__TO BE DONE__. Select every line of the listing below that contains the string "jeans", and copy those lines.

[Pointing and labeling entries]
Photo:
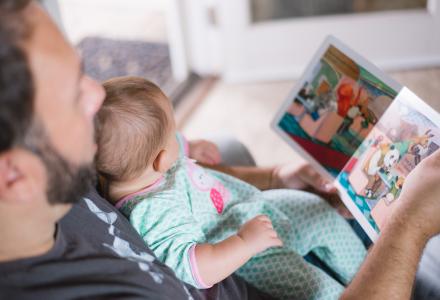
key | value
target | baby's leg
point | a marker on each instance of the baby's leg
(284, 274)
(313, 226)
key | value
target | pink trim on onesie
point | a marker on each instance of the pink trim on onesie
(195, 269)
(124, 199)
(185, 145)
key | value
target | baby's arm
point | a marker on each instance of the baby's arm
(215, 262)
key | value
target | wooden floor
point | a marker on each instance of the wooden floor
(246, 110)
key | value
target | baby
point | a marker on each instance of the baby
(206, 225)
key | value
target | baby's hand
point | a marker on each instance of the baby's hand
(258, 234)
(204, 152)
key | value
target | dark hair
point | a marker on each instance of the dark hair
(16, 85)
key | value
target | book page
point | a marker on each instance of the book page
(373, 178)
(337, 103)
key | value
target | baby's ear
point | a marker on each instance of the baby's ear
(160, 162)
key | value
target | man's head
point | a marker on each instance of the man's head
(47, 106)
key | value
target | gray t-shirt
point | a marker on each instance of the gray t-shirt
(98, 255)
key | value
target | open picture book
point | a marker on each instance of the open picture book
(360, 129)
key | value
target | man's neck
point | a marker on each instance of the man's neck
(121, 189)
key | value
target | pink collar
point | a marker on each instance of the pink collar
(148, 188)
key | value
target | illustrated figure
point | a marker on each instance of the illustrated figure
(395, 189)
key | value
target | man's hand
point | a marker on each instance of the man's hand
(419, 203)
(300, 176)
(258, 234)
(204, 152)
(305, 177)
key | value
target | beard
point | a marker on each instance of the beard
(66, 182)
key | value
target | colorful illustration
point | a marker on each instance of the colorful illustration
(376, 173)
(336, 109)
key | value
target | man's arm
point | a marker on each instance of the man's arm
(262, 178)
(292, 176)
(390, 267)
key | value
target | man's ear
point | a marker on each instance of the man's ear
(160, 163)
(14, 186)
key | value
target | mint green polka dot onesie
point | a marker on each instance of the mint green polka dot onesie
(191, 205)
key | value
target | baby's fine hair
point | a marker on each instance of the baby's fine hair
(131, 127)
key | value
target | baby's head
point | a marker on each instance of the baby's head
(135, 131)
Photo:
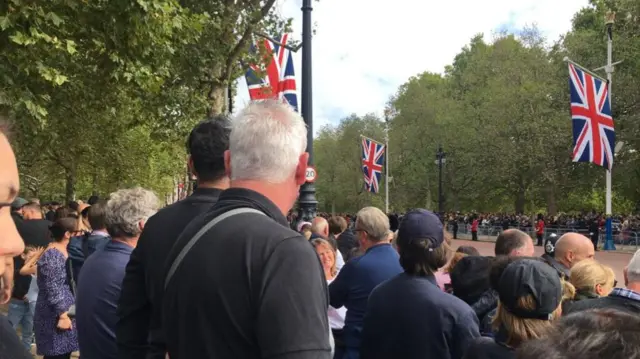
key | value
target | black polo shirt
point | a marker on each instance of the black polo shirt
(249, 288)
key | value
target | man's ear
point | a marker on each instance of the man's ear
(301, 169)
(227, 163)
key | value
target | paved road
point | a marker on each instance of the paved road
(615, 260)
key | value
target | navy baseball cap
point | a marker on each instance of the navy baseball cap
(530, 277)
(421, 224)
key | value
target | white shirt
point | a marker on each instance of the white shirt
(339, 261)
(336, 316)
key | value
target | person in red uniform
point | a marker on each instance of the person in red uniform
(474, 228)
(540, 229)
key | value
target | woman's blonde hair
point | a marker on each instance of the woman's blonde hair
(457, 256)
(522, 329)
(323, 242)
(588, 273)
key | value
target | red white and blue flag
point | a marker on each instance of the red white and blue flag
(593, 133)
(279, 81)
(372, 161)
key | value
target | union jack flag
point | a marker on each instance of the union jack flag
(593, 133)
(372, 160)
(280, 80)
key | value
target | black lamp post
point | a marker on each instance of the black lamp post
(440, 160)
(307, 203)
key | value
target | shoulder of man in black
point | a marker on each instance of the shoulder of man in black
(251, 264)
(138, 311)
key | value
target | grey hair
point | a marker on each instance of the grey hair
(126, 208)
(374, 222)
(266, 141)
(633, 269)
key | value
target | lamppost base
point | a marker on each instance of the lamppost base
(609, 245)
(307, 204)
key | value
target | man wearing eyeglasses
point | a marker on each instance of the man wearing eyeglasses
(360, 275)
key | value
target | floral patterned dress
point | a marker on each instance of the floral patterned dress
(54, 298)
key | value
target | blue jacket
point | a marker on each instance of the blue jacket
(354, 283)
(96, 241)
(99, 288)
(410, 317)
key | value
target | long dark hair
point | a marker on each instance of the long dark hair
(62, 226)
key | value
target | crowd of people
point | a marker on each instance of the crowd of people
(225, 274)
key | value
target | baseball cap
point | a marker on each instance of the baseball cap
(420, 224)
(18, 203)
(550, 244)
(530, 277)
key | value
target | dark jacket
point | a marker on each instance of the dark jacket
(249, 288)
(34, 232)
(347, 242)
(563, 271)
(81, 247)
(611, 302)
(487, 302)
(98, 290)
(489, 348)
(410, 317)
(354, 284)
(139, 330)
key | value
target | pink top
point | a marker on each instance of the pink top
(442, 278)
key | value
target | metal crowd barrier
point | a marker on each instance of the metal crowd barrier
(625, 240)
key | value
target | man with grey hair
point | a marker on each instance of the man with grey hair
(239, 282)
(358, 277)
(625, 299)
(100, 281)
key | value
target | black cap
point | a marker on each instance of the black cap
(530, 277)
(420, 224)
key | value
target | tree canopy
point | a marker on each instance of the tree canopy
(103, 93)
(501, 112)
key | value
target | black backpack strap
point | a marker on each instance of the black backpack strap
(85, 245)
(185, 250)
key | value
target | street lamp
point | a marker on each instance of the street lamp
(307, 203)
(440, 161)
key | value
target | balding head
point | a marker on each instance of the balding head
(320, 226)
(572, 247)
(515, 243)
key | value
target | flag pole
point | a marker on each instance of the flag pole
(386, 165)
(609, 244)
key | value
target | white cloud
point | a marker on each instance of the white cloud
(364, 49)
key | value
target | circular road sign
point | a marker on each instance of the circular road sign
(311, 174)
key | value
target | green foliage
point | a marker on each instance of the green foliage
(500, 111)
(103, 93)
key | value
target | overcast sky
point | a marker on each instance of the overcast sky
(363, 50)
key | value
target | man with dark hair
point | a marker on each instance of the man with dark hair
(361, 275)
(81, 247)
(514, 242)
(409, 316)
(139, 330)
(11, 244)
(593, 334)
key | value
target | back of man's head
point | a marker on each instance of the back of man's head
(514, 242)
(266, 143)
(206, 145)
(32, 210)
(374, 223)
(632, 272)
(572, 247)
(97, 216)
(320, 226)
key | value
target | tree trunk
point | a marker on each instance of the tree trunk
(70, 184)
(552, 205)
(520, 201)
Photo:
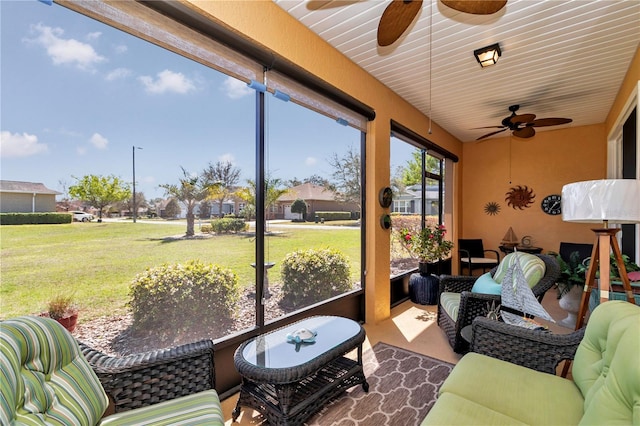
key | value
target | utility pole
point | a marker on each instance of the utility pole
(135, 206)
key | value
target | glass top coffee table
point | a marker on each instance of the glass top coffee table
(288, 381)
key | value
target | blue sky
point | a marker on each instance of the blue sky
(77, 95)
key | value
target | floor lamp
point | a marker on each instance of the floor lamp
(602, 201)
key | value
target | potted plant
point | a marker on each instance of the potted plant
(63, 309)
(427, 244)
(570, 285)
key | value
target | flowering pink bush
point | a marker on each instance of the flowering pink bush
(427, 244)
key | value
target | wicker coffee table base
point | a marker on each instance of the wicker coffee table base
(293, 403)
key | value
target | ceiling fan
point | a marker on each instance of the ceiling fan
(399, 14)
(522, 125)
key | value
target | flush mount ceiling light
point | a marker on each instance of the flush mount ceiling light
(488, 55)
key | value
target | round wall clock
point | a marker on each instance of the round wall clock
(492, 208)
(520, 197)
(385, 197)
(551, 204)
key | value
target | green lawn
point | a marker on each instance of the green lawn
(97, 261)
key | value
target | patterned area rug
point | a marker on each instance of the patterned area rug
(402, 389)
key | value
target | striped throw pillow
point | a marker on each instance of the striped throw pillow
(44, 378)
(532, 266)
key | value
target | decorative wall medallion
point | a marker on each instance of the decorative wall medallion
(520, 197)
(492, 208)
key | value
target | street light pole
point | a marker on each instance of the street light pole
(135, 207)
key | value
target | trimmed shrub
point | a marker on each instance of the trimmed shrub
(313, 275)
(226, 225)
(182, 302)
(327, 216)
(34, 218)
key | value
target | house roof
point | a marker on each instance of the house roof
(26, 187)
(308, 192)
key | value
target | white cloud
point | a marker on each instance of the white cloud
(99, 141)
(227, 158)
(167, 81)
(20, 145)
(118, 73)
(236, 89)
(65, 51)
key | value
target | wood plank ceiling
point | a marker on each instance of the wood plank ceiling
(559, 58)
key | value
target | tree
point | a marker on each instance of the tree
(223, 178)
(100, 191)
(299, 206)
(190, 190)
(273, 191)
(413, 171)
(347, 177)
(172, 209)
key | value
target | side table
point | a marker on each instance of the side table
(423, 289)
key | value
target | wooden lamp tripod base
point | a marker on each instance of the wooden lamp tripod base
(605, 242)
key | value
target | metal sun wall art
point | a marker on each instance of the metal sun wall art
(492, 208)
(520, 197)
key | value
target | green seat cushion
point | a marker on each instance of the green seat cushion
(517, 392)
(202, 408)
(607, 365)
(485, 284)
(452, 409)
(44, 378)
(450, 302)
(532, 266)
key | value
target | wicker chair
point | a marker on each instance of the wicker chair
(473, 305)
(143, 379)
(535, 349)
(474, 256)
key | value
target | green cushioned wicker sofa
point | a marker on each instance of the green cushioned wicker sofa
(46, 378)
(605, 389)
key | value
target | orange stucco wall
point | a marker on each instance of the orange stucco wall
(263, 22)
(544, 164)
(627, 88)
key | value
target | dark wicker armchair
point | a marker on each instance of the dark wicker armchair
(473, 305)
(535, 349)
(147, 378)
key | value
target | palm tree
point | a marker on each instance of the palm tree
(273, 191)
(190, 191)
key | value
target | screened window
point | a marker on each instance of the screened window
(188, 112)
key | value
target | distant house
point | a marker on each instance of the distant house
(318, 198)
(408, 201)
(26, 197)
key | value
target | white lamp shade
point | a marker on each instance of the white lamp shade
(594, 201)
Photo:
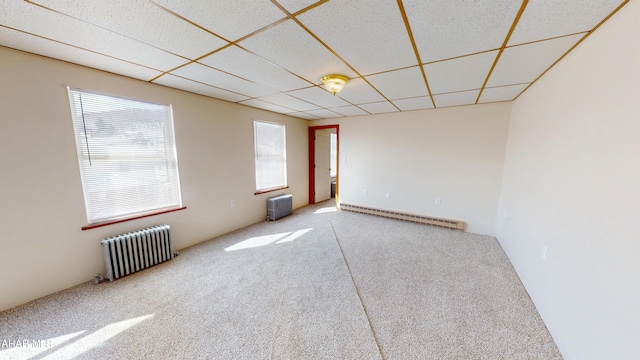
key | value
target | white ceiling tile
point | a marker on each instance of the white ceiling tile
(294, 6)
(229, 19)
(502, 93)
(318, 96)
(280, 43)
(357, 91)
(37, 45)
(222, 80)
(400, 84)
(524, 63)
(358, 27)
(349, 110)
(456, 99)
(324, 113)
(465, 73)
(289, 102)
(194, 87)
(252, 67)
(379, 107)
(143, 21)
(33, 19)
(418, 103)
(303, 115)
(267, 106)
(446, 29)
(547, 19)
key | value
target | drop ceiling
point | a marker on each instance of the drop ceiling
(399, 55)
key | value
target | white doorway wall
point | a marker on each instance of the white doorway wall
(322, 165)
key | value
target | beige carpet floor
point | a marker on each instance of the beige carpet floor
(319, 284)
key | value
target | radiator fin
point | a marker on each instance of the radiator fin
(134, 251)
(279, 207)
(429, 220)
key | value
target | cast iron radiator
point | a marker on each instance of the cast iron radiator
(134, 251)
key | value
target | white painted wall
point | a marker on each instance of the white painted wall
(572, 184)
(42, 249)
(456, 154)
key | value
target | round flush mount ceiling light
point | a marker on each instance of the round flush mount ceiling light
(334, 82)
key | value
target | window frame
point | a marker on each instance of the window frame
(283, 157)
(170, 150)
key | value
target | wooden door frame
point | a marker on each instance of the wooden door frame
(312, 158)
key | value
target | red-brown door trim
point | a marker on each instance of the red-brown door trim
(312, 157)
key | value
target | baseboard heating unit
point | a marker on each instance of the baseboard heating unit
(279, 207)
(429, 220)
(134, 251)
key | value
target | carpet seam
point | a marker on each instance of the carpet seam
(355, 286)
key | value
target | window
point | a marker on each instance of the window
(127, 156)
(271, 156)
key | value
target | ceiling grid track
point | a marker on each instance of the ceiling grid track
(415, 49)
(272, 54)
(331, 50)
(504, 45)
(574, 46)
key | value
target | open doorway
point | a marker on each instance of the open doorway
(323, 163)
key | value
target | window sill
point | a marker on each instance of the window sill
(111, 222)
(270, 190)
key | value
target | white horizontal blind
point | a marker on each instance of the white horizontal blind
(127, 155)
(271, 155)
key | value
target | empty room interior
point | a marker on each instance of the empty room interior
(516, 121)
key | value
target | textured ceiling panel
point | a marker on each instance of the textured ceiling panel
(502, 93)
(21, 41)
(267, 106)
(524, 63)
(324, 113)
(400, 84)
(311, 60)
(465, 73)
(449, 28)
(547, 19)
(357, 91)
(141, 20)
(222, 80)
(456, 99)
(48, 24)
(194, 87)
(294, 6)
(379, 107)
(349, 110)
(251, 67)
(418, 103)
(289, 102)
(358, 32)
(276, 62)
(319, 97)
(229, 19)
(305, 116)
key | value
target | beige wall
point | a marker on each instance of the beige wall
(456, 154)
(42, 249)
(572, 184)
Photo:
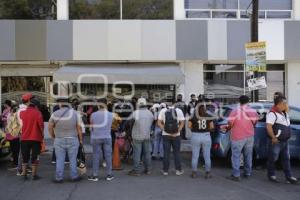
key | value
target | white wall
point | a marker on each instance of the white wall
(193, 72)
(179, 12)
(293, 83)
(272, 31)
(296, 8)
(62, 9)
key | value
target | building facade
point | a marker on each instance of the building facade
(200, 51)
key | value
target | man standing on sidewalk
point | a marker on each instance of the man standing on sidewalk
(278, 128)
(180, 104)
(101, 122)
(171, 121)
(242, 120)
(143, 120)
(32, 136)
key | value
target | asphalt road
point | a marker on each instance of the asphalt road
(145, 187)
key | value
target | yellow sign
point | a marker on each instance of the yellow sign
(256, 60)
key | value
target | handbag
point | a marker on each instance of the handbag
(81, 166)
(282, 132)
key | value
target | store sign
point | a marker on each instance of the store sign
(256, 57)
(257, 83)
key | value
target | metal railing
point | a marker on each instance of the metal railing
(236, 14)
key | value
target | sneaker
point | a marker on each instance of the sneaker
(76, 179)
(246, 176)
(19, 172)
(12, 168)
(194, 175)
(35, 177)
(93, 178)
(164, 173)
(25, 177)
(292, 180)
(273, 179)
(207, 175)
(109, 177)
(29, 170)
(133, 173)
(179, 172)
(234, 178)
(57, 181)
(147, 172)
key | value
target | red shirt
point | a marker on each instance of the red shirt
(242, 120)
(33, 125)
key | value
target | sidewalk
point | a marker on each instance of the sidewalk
(185, 145)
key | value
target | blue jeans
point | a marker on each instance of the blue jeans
(101, 146)
(282, 148)
(158, 149)
(198, 141)
(173, 142)
(139, 147)
(63, 145)
(244, 146)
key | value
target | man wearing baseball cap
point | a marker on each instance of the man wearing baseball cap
(143, 120)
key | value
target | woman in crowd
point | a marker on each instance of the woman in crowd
(13, 130)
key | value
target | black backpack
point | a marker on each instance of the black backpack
(171, 123)
(285, 131)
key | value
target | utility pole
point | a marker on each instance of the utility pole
(254, 38)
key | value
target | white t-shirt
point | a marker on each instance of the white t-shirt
(281, 118)
(162, 116)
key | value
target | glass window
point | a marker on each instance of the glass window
(14, 87)
(279, 15)
(153, 93)
(226, 82)
(245, 14)
(28, 9)
(224, 14)
(198, 14)
(268, 4)
(211, 4)
(294, 115)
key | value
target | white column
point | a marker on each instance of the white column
(296, 9)
(62, 10)
(293, 83)
(179, 12)
(194, 83)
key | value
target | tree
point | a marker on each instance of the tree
(27, 9)
(132, 9)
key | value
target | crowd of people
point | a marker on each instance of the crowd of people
(153, 131)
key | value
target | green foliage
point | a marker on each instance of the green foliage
(88, 9)
(148, 9)
(132, 9)
(26, 9)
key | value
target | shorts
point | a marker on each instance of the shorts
(30, 147)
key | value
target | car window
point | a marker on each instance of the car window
(224, 112)
(294, 115)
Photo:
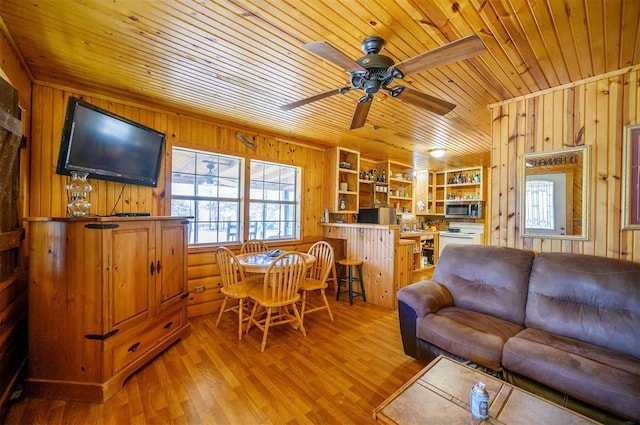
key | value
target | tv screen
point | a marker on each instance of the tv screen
(109, 147)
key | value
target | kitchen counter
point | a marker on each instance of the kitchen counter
(414, 233)
(363, 226)
(387, 259)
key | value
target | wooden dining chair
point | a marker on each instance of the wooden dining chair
(253, 246)
(316, 279)
(278, 295)
(234, 285)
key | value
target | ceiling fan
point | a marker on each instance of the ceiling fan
(374, 72)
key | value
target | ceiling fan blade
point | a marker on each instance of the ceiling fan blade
(319, 96)
(330, 53)
(361, 112)
(463, 48)
(422, 100)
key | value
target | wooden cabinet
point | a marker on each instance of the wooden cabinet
(463, 183)
(106, 295)
(343, 180)
(373, 184)
(400, 187)
(423, 192)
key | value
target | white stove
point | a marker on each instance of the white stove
(462, 233)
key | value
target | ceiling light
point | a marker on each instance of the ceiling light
(437, 153)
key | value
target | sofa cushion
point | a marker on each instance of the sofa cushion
(592, 299)
(425, 297)
(596, 375)
(468, 334)
(487, 279)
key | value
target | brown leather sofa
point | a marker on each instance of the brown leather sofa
(564, 326)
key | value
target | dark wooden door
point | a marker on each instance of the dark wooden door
(13, 282)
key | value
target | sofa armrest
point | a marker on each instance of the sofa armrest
(425, 297)
(418, 300)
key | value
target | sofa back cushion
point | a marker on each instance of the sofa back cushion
(487, 279)
(592, 299)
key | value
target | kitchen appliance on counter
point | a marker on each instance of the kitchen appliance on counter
(377, 215)
(461, 233)
(463, 208)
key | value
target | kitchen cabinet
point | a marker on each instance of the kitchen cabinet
(343, 193)
(463, 183)
(106, 295)
(423, 192)
(374, 186)
(400, 186)
(424, 249)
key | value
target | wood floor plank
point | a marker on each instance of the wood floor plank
(338, 373)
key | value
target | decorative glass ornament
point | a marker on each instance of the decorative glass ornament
(78, 188)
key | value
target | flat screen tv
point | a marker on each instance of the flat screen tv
(108, 146)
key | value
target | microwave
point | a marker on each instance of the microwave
(463, 208)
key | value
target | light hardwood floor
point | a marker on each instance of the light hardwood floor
(338, 374)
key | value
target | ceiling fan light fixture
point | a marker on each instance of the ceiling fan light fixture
(437, 153)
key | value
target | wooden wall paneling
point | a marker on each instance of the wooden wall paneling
(592, 113)
(13, 272)
(599, 170)
(517, 128)
(614, 157)
(631, 114)
(504, 173)
(496, 171)
(559, 140)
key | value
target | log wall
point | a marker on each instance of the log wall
(590, 113)
(48, 195)
(13, 276)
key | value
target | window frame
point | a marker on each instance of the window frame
(296, 202)
(244, 200)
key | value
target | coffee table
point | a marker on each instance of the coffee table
(439, 394)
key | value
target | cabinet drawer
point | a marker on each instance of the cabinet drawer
(144, 341)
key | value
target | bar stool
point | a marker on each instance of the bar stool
(347, 266)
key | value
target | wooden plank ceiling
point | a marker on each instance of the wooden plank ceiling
(237, 61)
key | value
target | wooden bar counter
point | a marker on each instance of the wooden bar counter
(387, 258)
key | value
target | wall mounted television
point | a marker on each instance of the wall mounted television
(109, 147)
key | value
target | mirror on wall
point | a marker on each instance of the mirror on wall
(554, 194)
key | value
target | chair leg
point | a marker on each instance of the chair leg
(304, 305)
(326, 302)
(364, 296)
(301, 326)
(350, 285)
(266, 330)
(340, 277)
(251, 319)
(240, 310)
(224, 304)
(334, 276)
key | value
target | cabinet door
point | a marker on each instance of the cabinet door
(171, 280)
(133, 270)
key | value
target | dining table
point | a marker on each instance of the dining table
(259, 262)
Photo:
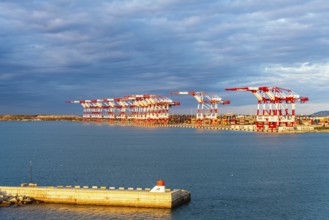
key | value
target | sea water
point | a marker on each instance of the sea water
(230, 174)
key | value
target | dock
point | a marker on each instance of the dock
(129, 197)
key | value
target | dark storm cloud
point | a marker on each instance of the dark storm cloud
(57, 50)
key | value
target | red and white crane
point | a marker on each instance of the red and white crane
(276, 106)
(207, 105)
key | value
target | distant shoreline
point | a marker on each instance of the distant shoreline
(77, 118)
(40, 118)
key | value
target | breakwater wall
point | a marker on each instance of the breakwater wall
(101, 196)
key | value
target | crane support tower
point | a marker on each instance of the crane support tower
(276, 106)
(207, 109)
(141, 109)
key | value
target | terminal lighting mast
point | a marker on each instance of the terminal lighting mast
(207, 105)
(276, 106)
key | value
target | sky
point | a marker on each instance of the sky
(57, 50)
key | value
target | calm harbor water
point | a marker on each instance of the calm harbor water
(231, 175)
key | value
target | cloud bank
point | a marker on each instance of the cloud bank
(56, 50)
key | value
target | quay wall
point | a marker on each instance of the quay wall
(132, 198)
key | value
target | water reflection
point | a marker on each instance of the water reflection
(63, 211)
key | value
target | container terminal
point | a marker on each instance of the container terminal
(275, 112)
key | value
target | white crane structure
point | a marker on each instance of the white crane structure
(152, 109)
(207, 108)
(276, 106)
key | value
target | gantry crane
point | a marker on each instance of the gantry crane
(207, 109)
(149, 109)
(276, 106)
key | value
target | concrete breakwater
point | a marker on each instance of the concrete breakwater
(101, 196)
(8, 200)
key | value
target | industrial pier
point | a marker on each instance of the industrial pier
(158, 197)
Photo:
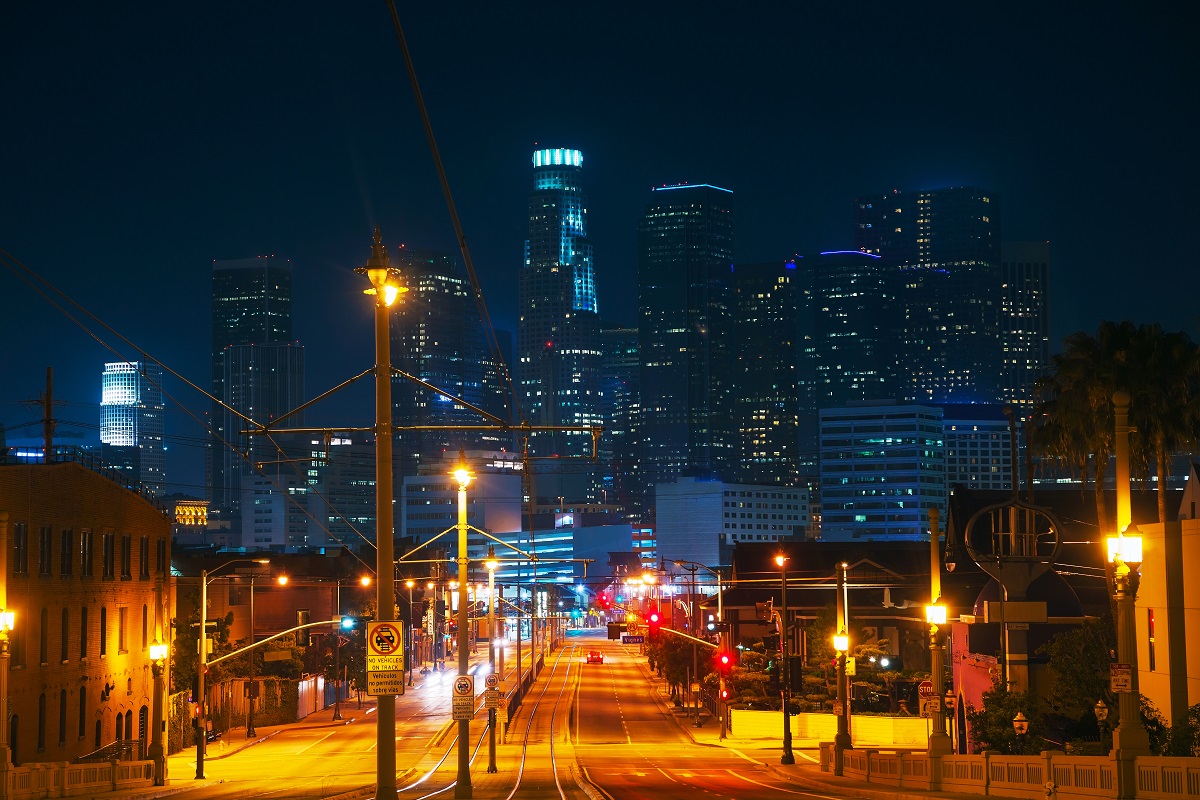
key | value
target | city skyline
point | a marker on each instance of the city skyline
(139, 157)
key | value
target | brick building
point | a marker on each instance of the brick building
(85, 565)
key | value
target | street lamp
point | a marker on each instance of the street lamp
(7, 623)
(1102, 717)
(462, 786)
(491, 564)
(787, 757)
(385, 288)
(203, 649)
(157, 668)
(935, 617)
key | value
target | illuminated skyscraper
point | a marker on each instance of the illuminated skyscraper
(257, 368)
(946, 244)
(131, 426)
(558, 331)
(685, 301)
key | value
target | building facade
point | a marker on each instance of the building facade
(946, 244)
(85, 564)
(685, 306)
(257, 368)
(131, 422)
(882, 468)
(558, 329)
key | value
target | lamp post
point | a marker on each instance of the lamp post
(491, 650)
(462, 787)
(412, 627)
(385, 289)
(1102, 719)
(157, 755)
(785, 690)
(202, 645)
(841, 644)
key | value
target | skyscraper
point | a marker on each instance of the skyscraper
(437, 337)
(131, 425)
(1026, 318)
(685, 302)
(257, 368)
(769, 344)
(946, 242)
(558, 347)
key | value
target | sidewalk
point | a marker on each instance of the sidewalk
(805, 771)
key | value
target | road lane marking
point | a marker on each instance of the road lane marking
(779, 788)
(316, 743)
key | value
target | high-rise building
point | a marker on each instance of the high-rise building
(131, 426)
(558, 331)
(769, 348)
(438, 338)
(946, 242)
(882, 469)
(1026, 318)
(257, 368)
(685, 302)
(621, 483)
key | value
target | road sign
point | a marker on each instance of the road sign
(1121, 679)
(382, 684)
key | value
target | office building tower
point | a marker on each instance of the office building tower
(131, 425)
(946, 242)
(257, 370)
(1026, 318)
(685, 305)
(882, 469)
(558, 330)
(769, 347)
(621, 482)
(978, 446)
(437, 337)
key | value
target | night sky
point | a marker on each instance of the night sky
(137, 145)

__OUTPUT FOR THIS EXERCISE__.
target | blue jeans
point | a marker on each instance of the blue jeans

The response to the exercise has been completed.